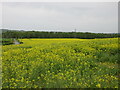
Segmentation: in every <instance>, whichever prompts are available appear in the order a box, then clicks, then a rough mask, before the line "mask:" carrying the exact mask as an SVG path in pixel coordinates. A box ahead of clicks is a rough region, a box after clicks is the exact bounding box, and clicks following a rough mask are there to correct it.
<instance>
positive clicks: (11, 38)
mask: <svg viewBox="0 0 120 90" xmlns="http://www.w3.org/2000/svg"><path fill="white" fill-rule="evenodd" d="M0 42H1V44H2V45H10V44H13V42H14V41H13V39H12V38H1V39H0Z"/></svg>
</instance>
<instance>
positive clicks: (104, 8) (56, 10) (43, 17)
mask: <svg viewBox="0 0 120 90" xmlns="http://www.w3.org/2000/svg"><path fill="white" fill-rule="evenodd" d="M117 15H118V13H117V3H113V2H111V3H105V2H104V3H95V2H93V3H92V2H90V3H81V2H79V3H65V2H64V3H52V2H51V3H33V2H32V3H3V28H9V29H25V30H61V31H72V30H73V29H75V28H76V29H77V31H91V32H117V31H118V30H117V23H118V21H117V20H118V17H117Z"/></svg>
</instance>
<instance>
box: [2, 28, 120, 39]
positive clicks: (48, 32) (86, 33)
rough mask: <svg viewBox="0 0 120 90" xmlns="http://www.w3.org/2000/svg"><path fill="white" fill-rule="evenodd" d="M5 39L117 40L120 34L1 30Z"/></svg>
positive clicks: (79, 32) (106, 33)
mask: <svg viewBox="0 0 120 90" xmlns="http://www.w3.org/2000/svg"><path fill="white" fill-rule="evenodd" d="M1 30H2V37H3V38H81V39H94V38H115V37H120V33H119V34H118V33H90V32H53V31H52V32H47V31H24V30H8V29H1Z"/></svg>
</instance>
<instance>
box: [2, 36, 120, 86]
mask: <svg viewBox="0 0 120 90" xmlns="http://www.w3.org/2000/svg"><path fill="white" fill-rule="evenodd" d="M20 41H21V42H23V44H19V45H5V46H3V56H2V58H3V60H2V75H3V78H2V86H3V88H118V80H120V78H119V73H120V72H119V69H118V62H119V59H118V55H119V53H118V38H106V39H20Z"/></svg>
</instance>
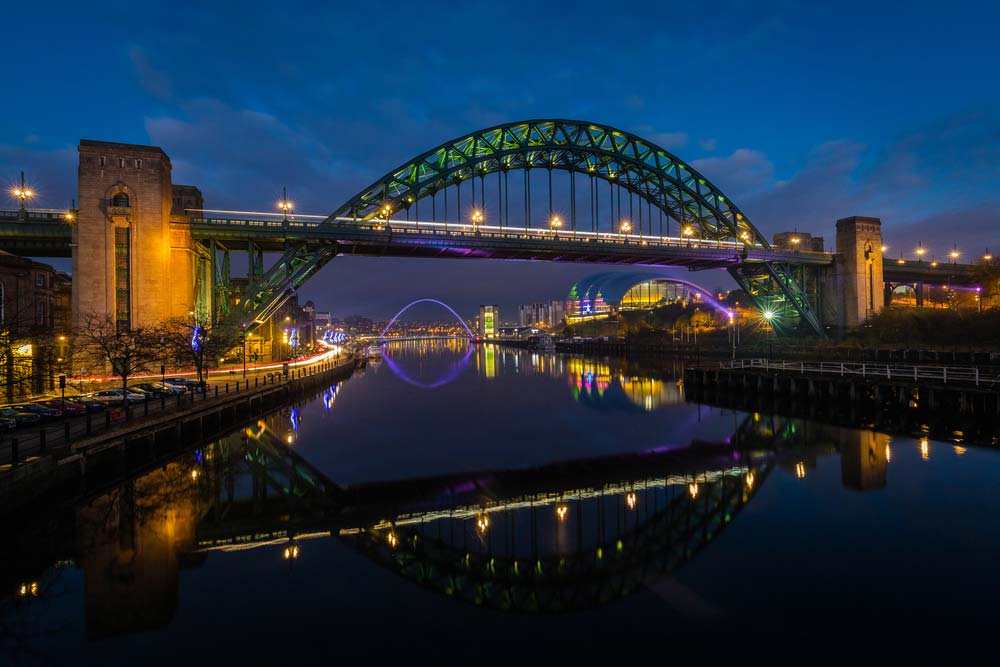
• • • •
### Required work
Write out all the rows again with "rough mask" swapped for "coarse mask" wherever it occurs, changing nothing else, and leave out the pictures.

### Task result
Segmentation: in every <instance>, whichever prompts are available appear in the order a box, then clicks, then a coarse mask, before the line "mask:" carrying the exact mask as an SVG path in pixel coordinates. A box ahead of clicks is a rough region, a box after clicks is the exact bounding box, and clicks following a coarse mask are there to correct it.
<instance>
positive clicks: (11, 38)
mask: <svg viewBox="0 0 120 90" xmlns="http://www.w3.org/2000/svg"><path fill="white" fill-rule="evenodd" d="M0 42H1V44H2V45H10V44H13V42H14V41H13V39H12V38H1V39H0Z"/></svg>
</instance>
<instance>
positive clicks: (104, 8) (56, 10) (43, 17)
mask: <svg viewBox="0 0 120 90" xmlns="http://www.w3.org/2000/svg"><path fill="white" fill-rule="evenodd" d="M117 15H118V13H117V3H113V2H111V3H105V2H104V3H95V2H93V3H92V2H90V3H81V2H79V3H65V2H64V3H52V2H51V3H33V2H32V3H3V28H9V29H25V30H61V31H72V30H73V29H75V28H76V29H77V31H91V32H117V31H118V30H117V23H118V21H117V20H118V17H117Z"/></svg>
</instance>
<instance>
box: [2, 28, 120, 39]
positive clicks: (48, 32) (86, 33)
coarse mask: <svg viewBox="0 0 120 90" xmlns="http://www.w3.org/2000/svg"><path fill="white" fill-rule="evenodd" d="M5 39L117 40L120 34L1 30Z"/></svg>
positive clicks: (79, 32) (106, 33)
mask: <svg viewBox="0 0 120 90" xmlns="http://www.w3.org/2000/svg"><path fill="white" fill-rule="evenodd" d="M1 30H2V37H3V38H81V39H94V38H115V37H120V33H119V34H118V33H90V32H53V31H52V32H47V31H24V30H8V29H1Z"/></svg>
</instance>
<instance>
box: [2, 36, 120, 86]
mask: <svg viewBox="0 0 120 90" xmlns="http://www.w3.org/2000/svg"><path fill="white" fill-rule="evenodd" d="M20 41H21V42H23V44H19V45H5V46H3V56H2V58H3V60H2V75H3V78H2V86H3V88H118V80H120V78H119V73H120V72H119V69H118V62H119V59H118V55H119V53H118V38H106V39H20Z"/></svg>
</instance>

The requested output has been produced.